From the records, return each line that has the word "horse" in it.

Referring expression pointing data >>
*** Begin section ***

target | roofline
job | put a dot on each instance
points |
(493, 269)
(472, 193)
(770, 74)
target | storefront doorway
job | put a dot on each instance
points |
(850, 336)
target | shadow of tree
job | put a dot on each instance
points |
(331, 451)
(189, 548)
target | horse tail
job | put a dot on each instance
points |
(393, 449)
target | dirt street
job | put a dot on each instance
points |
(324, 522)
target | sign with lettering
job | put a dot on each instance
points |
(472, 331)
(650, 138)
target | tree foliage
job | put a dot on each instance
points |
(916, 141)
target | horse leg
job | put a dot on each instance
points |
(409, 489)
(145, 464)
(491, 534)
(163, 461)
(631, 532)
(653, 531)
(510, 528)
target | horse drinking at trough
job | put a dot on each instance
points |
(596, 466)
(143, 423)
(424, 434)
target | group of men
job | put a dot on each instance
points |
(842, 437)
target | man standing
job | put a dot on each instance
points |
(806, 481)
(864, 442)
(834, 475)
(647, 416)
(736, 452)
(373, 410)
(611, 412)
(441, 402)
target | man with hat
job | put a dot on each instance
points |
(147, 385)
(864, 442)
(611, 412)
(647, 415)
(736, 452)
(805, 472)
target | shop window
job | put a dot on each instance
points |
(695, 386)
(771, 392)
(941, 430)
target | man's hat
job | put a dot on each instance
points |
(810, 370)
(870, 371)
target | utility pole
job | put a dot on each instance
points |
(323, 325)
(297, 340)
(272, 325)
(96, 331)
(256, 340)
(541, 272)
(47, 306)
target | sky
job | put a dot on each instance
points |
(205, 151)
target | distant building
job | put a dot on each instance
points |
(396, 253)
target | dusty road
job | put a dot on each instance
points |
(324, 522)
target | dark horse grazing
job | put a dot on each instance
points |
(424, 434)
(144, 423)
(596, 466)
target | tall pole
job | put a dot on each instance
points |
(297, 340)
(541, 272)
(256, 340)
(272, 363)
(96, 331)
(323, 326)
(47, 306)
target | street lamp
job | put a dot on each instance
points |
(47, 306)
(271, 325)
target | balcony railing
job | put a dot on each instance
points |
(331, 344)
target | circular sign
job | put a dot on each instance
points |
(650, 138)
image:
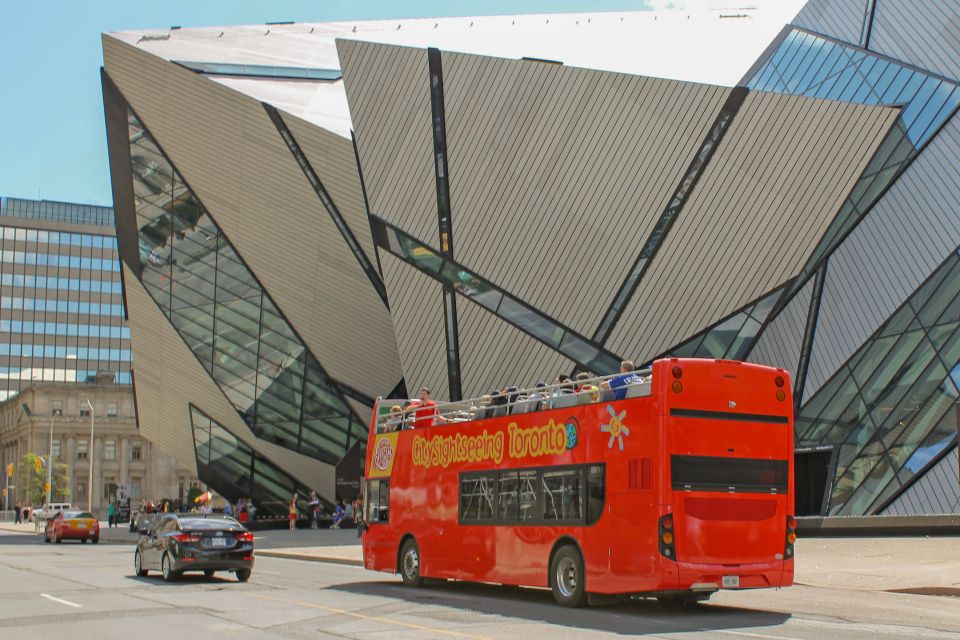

*** End section ***

Answer box >>
target | horse tail
target | horse leg
target | horse drinking at trough
target | dark horse grazing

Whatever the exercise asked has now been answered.